◆ **MATERIAL SUPPLIED**:
BEGIN
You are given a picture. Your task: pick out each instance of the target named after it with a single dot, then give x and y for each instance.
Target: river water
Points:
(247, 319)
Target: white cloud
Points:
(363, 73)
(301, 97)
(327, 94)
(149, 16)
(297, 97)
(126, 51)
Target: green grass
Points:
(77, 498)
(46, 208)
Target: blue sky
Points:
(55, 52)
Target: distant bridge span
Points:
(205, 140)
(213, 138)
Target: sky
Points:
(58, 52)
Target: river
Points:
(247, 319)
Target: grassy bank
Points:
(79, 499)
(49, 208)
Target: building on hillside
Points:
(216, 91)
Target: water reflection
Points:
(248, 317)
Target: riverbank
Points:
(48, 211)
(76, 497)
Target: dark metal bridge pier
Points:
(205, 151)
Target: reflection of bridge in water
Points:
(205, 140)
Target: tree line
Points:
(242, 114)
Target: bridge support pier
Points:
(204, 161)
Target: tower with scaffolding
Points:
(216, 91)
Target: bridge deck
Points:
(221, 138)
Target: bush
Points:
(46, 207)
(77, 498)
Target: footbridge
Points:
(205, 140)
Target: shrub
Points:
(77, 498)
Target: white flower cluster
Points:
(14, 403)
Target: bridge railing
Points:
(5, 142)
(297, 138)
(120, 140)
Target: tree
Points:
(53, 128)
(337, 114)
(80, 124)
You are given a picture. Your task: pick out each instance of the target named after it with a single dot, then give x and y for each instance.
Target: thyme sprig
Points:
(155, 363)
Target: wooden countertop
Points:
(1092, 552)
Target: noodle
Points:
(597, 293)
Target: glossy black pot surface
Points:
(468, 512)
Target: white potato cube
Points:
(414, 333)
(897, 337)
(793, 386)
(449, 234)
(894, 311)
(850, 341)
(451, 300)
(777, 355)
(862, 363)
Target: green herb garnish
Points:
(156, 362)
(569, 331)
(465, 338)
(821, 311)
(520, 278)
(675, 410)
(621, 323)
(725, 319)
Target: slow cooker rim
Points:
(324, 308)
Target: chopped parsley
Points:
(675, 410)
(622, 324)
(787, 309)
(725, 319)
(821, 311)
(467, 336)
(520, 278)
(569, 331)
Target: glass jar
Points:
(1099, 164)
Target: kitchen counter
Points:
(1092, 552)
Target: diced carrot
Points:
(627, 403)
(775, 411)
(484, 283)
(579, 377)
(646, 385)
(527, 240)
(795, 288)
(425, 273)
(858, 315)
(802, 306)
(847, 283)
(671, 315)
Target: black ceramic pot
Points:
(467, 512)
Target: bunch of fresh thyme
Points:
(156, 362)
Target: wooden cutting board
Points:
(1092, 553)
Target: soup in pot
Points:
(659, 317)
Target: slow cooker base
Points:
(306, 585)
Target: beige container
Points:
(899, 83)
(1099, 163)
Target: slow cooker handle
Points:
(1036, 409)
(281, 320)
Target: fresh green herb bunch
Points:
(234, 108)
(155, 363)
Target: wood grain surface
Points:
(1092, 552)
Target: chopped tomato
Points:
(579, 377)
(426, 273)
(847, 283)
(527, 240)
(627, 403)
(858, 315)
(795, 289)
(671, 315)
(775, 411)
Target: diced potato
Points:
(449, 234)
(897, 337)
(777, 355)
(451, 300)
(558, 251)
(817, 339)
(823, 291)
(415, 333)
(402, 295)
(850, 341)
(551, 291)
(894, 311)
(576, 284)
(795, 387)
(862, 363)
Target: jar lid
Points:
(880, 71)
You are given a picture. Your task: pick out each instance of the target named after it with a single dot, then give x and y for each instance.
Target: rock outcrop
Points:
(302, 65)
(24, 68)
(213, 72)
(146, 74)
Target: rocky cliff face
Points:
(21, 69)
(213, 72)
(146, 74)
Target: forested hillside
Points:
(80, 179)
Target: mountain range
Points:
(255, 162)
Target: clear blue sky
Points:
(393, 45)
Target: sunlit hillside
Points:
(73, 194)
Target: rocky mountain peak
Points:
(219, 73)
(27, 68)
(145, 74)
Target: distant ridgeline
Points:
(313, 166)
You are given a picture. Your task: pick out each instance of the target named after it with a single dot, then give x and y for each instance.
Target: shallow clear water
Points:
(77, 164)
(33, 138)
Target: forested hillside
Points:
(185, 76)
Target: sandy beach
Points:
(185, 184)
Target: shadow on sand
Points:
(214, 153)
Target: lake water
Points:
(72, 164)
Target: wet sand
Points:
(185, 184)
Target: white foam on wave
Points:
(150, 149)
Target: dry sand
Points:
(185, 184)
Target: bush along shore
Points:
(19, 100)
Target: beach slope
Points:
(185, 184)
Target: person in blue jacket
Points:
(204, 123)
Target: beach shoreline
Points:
END
◆ **AIM OF THE TASK**: Please return every line from the first one in the records above down to the line containing "Target: green grass", including both, exactly as written and nothing more.

◆ **TASK SOLUTION**:
You are given a picture. Your task: pick out each instance of the target named after it with a single dot, then give x and y for each instance.
Target: river water
Points:
(247, 319)
Target: white cloud
Points:
(363, 73)
(301, 97)
(327, 94)
(149, 16)
(297, 97)
(126, 51)
Target: green grass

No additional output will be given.